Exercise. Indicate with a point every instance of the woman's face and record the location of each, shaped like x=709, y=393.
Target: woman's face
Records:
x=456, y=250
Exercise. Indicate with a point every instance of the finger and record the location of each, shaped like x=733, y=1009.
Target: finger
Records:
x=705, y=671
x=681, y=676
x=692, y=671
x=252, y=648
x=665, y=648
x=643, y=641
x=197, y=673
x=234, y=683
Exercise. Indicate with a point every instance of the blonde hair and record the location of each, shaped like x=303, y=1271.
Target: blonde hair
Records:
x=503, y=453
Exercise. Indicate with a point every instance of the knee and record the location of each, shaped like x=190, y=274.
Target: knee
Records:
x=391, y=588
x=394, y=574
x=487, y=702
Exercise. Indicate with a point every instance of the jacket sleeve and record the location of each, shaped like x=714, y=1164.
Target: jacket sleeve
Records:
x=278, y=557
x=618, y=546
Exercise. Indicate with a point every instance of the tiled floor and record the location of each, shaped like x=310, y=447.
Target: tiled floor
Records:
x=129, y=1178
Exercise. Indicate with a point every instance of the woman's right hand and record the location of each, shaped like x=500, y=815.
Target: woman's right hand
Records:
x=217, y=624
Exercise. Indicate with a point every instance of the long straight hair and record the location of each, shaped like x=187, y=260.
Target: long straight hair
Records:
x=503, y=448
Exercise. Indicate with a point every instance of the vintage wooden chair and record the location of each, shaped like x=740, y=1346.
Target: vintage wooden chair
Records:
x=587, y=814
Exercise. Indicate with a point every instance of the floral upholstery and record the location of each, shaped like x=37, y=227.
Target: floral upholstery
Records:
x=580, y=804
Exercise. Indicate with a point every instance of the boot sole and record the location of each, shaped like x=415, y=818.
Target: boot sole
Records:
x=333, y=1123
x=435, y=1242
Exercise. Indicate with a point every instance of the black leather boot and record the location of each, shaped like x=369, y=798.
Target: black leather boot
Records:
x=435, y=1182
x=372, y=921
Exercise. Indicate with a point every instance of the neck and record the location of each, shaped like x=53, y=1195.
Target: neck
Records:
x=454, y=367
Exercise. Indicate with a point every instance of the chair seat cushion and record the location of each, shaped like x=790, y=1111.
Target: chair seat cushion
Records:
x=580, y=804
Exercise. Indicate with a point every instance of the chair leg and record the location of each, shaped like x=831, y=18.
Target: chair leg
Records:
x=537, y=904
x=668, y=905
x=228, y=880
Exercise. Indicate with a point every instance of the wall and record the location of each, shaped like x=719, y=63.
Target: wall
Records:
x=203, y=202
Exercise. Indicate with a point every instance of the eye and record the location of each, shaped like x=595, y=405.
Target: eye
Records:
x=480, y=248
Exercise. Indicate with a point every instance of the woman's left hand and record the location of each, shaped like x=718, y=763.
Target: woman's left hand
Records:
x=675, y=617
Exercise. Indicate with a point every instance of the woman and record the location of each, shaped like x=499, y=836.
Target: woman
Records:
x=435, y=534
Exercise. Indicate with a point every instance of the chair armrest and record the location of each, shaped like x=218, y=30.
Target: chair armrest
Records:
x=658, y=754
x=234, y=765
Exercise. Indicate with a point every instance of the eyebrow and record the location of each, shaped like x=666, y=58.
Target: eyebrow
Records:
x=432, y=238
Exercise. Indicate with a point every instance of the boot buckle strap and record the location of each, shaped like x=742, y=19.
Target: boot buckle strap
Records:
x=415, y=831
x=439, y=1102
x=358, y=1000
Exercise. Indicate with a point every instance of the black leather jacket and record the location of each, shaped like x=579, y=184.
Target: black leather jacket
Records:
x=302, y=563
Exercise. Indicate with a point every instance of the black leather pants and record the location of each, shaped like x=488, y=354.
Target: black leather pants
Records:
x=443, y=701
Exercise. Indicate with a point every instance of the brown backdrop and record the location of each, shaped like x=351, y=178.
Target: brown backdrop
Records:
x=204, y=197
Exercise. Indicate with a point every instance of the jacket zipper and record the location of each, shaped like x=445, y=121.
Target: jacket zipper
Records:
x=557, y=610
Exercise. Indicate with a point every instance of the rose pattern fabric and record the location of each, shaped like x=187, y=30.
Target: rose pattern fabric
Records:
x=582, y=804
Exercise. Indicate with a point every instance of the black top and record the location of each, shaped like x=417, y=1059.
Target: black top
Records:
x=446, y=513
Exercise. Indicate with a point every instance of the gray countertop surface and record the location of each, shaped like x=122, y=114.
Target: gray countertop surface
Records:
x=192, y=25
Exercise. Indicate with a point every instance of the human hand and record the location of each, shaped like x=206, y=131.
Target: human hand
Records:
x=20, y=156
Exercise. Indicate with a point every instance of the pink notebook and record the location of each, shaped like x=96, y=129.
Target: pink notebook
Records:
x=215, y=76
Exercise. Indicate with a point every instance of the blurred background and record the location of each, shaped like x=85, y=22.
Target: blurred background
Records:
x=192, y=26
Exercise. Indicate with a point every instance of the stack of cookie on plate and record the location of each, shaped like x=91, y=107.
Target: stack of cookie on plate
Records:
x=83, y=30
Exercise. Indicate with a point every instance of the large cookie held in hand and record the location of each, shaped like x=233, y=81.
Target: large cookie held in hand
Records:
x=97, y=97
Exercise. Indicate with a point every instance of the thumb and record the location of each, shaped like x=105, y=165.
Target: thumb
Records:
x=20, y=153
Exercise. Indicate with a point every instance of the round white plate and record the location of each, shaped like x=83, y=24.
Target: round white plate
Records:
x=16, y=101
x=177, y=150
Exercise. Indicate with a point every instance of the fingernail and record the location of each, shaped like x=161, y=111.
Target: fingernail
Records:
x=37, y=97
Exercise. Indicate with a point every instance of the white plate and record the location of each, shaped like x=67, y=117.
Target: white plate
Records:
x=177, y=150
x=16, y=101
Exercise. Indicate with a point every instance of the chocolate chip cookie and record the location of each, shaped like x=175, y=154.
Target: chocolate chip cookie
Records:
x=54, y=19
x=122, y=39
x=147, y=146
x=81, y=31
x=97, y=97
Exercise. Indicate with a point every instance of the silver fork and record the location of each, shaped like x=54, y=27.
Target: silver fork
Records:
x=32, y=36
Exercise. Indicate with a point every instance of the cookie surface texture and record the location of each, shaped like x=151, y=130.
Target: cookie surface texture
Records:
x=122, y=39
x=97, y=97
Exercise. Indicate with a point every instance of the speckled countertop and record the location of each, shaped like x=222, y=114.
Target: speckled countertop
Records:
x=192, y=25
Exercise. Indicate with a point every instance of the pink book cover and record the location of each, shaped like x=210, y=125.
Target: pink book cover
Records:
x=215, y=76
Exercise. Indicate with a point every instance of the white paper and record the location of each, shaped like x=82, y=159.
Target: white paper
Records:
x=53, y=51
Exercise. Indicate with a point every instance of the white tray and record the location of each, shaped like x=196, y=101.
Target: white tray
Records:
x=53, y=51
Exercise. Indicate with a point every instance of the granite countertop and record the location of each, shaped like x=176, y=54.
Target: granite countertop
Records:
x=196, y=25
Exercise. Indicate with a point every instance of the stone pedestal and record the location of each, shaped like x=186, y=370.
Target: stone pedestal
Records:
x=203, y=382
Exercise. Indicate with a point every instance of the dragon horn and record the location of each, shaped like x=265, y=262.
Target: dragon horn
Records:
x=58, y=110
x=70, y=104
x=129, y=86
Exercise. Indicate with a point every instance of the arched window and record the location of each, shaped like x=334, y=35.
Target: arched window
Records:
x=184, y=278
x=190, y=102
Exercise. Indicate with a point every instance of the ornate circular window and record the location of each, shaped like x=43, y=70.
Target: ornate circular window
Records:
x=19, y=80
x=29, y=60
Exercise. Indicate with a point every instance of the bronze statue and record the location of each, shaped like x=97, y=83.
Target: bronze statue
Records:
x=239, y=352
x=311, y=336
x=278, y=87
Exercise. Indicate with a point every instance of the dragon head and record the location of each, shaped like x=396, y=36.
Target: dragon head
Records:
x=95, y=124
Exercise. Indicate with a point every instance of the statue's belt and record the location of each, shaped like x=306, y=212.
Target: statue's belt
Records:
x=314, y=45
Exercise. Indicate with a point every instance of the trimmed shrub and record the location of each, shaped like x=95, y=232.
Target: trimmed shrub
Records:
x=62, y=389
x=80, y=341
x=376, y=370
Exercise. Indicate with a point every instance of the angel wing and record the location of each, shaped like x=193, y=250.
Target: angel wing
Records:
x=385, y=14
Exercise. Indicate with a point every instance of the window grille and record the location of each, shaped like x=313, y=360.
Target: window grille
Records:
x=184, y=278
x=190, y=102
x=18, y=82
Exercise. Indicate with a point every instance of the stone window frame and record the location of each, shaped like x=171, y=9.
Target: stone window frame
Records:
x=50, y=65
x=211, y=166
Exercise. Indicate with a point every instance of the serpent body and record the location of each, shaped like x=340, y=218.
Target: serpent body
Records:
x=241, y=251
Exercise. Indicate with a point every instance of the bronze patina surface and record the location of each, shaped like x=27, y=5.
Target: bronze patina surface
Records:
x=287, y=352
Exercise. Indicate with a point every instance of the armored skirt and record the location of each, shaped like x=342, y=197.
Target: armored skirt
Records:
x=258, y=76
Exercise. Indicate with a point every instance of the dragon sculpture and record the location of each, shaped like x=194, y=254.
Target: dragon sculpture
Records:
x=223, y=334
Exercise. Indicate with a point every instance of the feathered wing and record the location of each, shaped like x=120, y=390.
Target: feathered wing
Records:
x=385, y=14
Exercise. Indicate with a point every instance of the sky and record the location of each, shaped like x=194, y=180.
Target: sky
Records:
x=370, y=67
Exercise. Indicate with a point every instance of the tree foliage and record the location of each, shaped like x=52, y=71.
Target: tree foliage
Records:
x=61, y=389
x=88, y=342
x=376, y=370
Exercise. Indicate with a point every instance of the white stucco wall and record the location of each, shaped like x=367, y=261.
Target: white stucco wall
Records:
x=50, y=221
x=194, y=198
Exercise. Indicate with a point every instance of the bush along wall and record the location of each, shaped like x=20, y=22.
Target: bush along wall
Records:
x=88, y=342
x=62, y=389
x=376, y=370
================
**WHAT TO WORK ON**
"frame" is the string to look for; please copy every line of the records above where it appears.

**RESULT FOR THIS TASK**
Exercise. Indicate with a point every instance of the stone window frame and record the location of each, shaped like x=171, y=9.
Target: stone window frame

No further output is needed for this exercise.